DATA FOR THE TASK:
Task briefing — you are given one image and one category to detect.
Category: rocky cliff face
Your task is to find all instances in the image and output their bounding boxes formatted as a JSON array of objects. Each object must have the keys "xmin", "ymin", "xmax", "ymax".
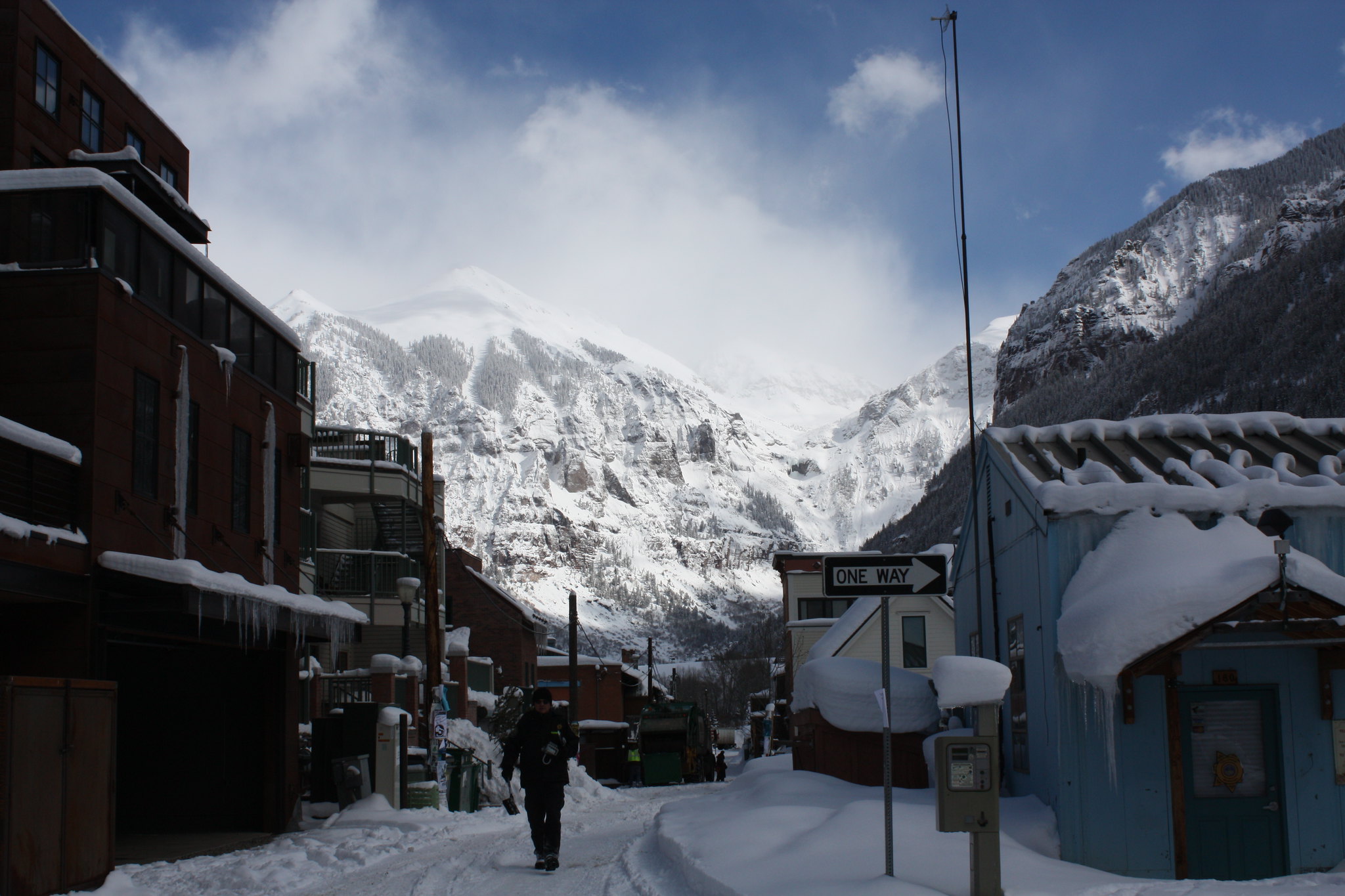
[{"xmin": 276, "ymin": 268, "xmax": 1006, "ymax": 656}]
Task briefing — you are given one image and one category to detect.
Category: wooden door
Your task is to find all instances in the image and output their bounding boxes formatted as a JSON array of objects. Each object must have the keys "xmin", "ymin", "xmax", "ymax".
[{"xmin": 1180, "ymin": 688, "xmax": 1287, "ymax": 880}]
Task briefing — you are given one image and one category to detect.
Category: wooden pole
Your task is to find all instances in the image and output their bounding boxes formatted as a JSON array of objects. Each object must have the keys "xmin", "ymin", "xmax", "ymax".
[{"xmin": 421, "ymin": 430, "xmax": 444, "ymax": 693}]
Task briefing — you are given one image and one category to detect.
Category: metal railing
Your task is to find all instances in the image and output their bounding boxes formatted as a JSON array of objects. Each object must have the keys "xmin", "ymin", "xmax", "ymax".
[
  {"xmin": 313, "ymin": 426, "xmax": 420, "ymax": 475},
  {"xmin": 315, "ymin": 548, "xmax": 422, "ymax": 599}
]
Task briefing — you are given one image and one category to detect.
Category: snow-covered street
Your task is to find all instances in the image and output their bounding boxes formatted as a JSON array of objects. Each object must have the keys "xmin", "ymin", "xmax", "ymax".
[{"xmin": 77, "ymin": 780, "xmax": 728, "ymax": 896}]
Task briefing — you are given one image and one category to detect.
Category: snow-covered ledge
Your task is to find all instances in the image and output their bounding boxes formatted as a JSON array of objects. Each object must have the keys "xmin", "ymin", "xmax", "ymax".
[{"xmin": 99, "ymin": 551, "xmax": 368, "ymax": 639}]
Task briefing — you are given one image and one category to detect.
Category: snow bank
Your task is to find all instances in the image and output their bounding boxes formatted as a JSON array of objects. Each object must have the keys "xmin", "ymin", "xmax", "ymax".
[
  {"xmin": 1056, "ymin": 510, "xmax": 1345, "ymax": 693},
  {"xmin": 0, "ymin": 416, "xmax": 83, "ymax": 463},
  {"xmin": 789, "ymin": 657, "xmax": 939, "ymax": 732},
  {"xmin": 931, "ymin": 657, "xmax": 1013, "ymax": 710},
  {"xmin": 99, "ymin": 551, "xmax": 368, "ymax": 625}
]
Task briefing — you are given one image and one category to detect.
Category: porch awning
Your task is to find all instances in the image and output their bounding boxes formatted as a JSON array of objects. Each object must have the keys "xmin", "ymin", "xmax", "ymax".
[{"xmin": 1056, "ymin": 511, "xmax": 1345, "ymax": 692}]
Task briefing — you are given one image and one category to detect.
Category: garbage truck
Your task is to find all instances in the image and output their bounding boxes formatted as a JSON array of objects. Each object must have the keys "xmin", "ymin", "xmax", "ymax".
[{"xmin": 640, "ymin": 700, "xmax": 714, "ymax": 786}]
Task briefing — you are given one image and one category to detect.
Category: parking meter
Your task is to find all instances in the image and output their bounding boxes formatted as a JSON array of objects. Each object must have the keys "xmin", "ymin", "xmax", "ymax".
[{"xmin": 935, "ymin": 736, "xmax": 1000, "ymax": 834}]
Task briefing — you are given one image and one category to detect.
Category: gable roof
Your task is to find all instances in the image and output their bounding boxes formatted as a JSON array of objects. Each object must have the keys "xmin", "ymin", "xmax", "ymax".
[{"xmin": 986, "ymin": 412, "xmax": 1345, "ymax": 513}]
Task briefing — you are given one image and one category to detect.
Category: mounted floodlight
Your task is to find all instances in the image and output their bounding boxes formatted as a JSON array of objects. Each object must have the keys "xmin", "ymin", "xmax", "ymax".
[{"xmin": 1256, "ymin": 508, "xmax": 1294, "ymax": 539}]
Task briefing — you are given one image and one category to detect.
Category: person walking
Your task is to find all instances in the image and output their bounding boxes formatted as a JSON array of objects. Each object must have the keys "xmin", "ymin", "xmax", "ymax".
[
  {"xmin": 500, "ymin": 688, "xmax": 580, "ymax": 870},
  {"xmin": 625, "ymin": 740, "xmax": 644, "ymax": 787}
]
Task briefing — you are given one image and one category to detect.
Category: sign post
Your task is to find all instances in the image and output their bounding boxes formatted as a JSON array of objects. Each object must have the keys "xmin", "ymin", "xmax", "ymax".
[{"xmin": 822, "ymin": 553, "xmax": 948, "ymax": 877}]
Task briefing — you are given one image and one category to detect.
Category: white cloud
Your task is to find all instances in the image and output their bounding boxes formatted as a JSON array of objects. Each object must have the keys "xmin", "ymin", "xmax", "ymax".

THE PROBLEM:
List every line of the records above that contains the word "snow", matching case.

COMPLETE RESPONSE:
Category: snow-covered street
Category: snow-covered ledge
Category: snow bank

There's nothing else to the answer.